● Document segment:
These posts teach you the opposite of productivity.

You don’t need a 20 point checklist to be productive. You don’t need a meticulously crafted rainbow-colored calendar. And you definitely don’t need to use apps.

Self-improvement as a whole has created too much complexity when all the answers are simple. If you want to improve your life, you just need to do all the things you know you need to do deep down,

I’m here just to remind you of the things you already know deep down,

That’s what’s so frustrating about productivity. It’s an open secret, yet you feel like it’s a mystery. You know what to do but get stuck on how to do it. You can feel the future potential in your bones, but you hit this wall when it comes to performing the right actions. That gap between who you are and who you could be, eats at you.

Let’s close the gap and revisit some useful ways to build momentum in your life.

The Only Thing You Need to Do to be Productive

To be productive, you must produce something. This is why so many activities actually fall into busy work and errands instead of real productive activity. Many people are active, but they’re not productive.

I produce something almost every day. I write a new blog post, a chapter of a book, and an email to send to my list. When you’re productive, you’re doing something that’s a means to an end. And not just a means to any end, a worthwhile end.

Common examples of things people think are productive that usually arent:

  • Common errands – Sure, errands are a necessary evil, but some carry a badge of honor over doing them. Instead, batch all minute errands into a single day and spend the rest of your week focused.
  • Production quality and aesthetics – I’ve noticed a trend. Aspiring creatives and entrepreneurs who have really good production quality or website design as beginners, almost always tend to fail. The quality of the skill, service, or product matters more and they’re harder to work on.
  • Planning – While it’s true you need to plan to a degree before you start a new project or goal, most people spend their entire lives “getting their ducks in a row” and never, you know, doing what they said they planned on doing.

I’d rather you jump in early and focus on what matters while making a few mistakes than falling into the trap of thinking you’re productive but never producing anything of value for the world.

● Dataset:
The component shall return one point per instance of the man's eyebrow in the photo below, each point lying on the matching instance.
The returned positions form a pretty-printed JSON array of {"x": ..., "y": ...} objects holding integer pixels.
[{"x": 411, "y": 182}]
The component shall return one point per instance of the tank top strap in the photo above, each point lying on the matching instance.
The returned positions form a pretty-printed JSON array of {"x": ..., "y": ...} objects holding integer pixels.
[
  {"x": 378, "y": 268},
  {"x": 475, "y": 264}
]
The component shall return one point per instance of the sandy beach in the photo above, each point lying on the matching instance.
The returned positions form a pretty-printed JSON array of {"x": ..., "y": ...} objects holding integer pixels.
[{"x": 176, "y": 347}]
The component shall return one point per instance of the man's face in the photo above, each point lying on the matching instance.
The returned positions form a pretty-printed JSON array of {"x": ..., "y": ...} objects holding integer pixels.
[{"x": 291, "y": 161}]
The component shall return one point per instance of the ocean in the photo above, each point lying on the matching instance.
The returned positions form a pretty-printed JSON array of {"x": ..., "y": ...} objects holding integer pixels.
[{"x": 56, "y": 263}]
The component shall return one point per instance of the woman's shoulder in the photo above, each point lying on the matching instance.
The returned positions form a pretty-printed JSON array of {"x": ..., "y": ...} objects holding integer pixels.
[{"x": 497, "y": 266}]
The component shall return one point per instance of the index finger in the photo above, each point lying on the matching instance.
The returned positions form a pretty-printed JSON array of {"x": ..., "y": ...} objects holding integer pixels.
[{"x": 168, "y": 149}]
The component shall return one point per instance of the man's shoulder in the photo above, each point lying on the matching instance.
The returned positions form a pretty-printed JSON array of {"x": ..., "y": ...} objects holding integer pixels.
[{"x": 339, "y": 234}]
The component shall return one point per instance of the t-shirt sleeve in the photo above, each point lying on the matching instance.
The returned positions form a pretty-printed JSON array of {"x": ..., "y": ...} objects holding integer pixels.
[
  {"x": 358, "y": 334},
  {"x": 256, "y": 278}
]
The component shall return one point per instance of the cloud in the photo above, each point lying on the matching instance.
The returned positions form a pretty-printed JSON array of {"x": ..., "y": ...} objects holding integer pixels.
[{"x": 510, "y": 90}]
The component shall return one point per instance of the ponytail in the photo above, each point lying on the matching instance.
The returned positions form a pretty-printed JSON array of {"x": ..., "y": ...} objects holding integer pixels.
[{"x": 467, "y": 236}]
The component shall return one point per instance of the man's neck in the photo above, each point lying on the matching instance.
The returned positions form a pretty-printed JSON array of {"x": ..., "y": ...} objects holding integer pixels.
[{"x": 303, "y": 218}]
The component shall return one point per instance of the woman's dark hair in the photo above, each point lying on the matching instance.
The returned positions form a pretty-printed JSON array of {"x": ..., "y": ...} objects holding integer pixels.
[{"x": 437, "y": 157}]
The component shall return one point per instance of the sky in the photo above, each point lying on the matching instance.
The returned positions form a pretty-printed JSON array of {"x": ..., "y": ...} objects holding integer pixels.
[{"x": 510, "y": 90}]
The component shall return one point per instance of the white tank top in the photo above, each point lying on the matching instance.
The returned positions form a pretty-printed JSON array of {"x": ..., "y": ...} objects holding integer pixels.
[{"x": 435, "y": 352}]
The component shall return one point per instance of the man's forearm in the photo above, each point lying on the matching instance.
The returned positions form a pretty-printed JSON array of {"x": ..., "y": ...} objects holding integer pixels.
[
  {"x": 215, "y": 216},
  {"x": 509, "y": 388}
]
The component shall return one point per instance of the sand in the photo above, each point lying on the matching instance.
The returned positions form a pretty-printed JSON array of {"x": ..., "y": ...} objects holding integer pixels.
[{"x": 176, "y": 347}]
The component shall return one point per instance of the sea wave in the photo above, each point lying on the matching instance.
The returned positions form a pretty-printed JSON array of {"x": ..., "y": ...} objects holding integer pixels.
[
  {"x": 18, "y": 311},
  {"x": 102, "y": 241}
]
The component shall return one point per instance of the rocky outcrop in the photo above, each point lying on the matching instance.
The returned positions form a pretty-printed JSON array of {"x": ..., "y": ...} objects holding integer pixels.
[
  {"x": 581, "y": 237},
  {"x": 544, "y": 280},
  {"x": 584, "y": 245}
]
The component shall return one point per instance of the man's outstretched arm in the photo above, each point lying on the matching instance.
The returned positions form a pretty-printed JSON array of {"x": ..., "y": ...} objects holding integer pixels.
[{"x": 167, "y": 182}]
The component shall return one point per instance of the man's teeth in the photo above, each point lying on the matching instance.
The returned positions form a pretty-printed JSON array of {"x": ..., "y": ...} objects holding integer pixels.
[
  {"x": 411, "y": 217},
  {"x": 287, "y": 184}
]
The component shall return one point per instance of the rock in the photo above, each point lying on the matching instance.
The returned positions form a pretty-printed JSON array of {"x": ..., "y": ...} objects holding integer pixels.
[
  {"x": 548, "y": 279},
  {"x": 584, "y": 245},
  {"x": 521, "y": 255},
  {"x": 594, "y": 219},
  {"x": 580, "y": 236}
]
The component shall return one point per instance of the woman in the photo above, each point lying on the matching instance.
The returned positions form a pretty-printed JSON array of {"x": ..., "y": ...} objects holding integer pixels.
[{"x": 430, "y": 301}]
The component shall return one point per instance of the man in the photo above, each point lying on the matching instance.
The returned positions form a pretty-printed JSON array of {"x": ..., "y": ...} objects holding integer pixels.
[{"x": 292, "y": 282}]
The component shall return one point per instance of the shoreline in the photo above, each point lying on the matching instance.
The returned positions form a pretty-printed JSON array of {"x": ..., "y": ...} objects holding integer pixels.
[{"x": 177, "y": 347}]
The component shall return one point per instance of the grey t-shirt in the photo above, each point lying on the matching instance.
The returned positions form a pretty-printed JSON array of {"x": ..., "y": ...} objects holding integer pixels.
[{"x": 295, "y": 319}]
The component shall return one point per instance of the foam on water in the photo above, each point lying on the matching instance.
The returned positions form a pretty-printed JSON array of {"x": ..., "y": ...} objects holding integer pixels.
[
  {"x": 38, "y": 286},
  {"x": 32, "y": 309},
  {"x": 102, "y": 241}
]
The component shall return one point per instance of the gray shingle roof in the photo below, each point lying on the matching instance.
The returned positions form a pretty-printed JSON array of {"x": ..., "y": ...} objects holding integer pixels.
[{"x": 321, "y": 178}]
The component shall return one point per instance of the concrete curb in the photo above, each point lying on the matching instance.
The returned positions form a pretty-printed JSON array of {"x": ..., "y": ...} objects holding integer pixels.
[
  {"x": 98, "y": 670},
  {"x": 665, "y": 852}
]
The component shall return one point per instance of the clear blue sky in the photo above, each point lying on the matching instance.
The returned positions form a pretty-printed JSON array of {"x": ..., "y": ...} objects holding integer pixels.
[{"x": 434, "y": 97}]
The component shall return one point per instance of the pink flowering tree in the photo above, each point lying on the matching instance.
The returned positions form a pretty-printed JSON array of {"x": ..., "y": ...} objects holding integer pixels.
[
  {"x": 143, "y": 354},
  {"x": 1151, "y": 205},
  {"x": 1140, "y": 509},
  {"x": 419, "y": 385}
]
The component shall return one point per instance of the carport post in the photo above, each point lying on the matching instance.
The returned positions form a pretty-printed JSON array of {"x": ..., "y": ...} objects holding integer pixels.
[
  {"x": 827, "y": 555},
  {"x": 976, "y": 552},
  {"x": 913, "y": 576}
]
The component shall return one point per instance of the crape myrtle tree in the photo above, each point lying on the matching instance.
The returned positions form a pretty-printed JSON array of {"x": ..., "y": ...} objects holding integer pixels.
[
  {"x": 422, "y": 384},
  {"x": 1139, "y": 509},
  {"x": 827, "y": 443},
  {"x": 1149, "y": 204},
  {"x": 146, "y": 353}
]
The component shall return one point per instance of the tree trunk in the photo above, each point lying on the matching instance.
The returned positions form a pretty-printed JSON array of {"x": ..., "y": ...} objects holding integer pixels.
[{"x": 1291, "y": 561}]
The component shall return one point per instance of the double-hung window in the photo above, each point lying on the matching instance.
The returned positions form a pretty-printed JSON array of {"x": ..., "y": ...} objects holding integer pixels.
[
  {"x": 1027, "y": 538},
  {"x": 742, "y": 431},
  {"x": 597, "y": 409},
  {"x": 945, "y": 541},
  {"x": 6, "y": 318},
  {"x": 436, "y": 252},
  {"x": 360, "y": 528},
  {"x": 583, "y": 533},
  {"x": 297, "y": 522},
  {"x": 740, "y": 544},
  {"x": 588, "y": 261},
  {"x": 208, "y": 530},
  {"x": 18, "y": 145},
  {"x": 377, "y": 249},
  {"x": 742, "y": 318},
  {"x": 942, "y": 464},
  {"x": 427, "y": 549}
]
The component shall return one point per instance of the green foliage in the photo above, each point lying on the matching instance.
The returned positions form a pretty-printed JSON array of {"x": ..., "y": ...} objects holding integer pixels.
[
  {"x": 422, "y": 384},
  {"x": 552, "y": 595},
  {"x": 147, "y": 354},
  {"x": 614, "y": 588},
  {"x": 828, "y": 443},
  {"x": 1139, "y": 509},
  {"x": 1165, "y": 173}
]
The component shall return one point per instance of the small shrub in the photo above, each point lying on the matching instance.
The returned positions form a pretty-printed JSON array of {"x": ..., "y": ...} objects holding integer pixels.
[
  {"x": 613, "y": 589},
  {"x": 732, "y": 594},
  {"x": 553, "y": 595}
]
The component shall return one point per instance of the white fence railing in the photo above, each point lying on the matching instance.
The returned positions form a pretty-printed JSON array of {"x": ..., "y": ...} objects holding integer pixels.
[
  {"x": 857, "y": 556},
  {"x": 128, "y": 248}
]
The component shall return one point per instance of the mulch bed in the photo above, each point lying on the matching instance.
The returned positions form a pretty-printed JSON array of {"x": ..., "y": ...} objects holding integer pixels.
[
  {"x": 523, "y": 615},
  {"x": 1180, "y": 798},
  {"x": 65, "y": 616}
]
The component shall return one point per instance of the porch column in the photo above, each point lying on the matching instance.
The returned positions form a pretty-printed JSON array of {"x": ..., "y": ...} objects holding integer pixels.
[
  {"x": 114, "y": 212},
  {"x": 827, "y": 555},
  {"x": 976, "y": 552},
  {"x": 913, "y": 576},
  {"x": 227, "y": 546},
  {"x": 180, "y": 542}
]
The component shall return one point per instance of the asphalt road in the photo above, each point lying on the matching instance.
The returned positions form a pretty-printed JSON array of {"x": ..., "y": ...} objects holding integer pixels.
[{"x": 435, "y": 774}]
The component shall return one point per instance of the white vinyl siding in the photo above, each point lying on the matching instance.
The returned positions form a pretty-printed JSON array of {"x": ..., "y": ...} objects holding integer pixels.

● The problem:
Reproduce the stretch of the productivity text from "That’s what’s so" through "they’re not productive." word for word.

● Exercise solution:
That’s what’s so frustrating about productivity. It’s an open secret, yet you feel like it’s a mystery. You know what to do but get stuck on how to do it. You can feel the future potential in your bones, but you hit this wall when it comes to performing the right actions. That gap between who you are and who you could be, eats at you.

Let’s close the gap and revisit some useful ways to build momentum in your life.

The Only Thing You Need to Do to be Productive

To be productive, you must produce something. This is why so many activities actually fall into busy work and errands instead of real productive activity. Many people are active, but they’re not productive.